Extracted material
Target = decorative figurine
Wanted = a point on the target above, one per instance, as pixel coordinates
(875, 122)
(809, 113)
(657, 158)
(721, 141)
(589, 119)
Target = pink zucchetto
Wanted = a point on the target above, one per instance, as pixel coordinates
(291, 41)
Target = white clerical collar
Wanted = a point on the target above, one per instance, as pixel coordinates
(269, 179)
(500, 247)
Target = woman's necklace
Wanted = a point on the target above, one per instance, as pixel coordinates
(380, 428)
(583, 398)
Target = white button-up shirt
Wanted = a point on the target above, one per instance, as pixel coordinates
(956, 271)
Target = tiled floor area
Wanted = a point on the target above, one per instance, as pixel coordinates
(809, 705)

Requirements
Rewrite the rows from the line containing "Target = white clerical collar" through the last row, both ends included, swapping "necklace" for "pendant" and leaving everything else as it is.

Result below
Target = white clerical collar
Wanted = a point on the target above, one per instance, as pixel coordinates
(269, 179)
(500, 247)
Target = woman's pendant
Wanted = a point on the target above, one per instance, as pixel coordinates
(380, 428)
(583, 398)
Target = white button-up shirt
Wanted = a point on the target above, one per instance, as pixel coordinates
(956, 271)
Target = tiled floor area
Wanted = a point on the target above, one per instance, as pixel coordinates
(809, 705)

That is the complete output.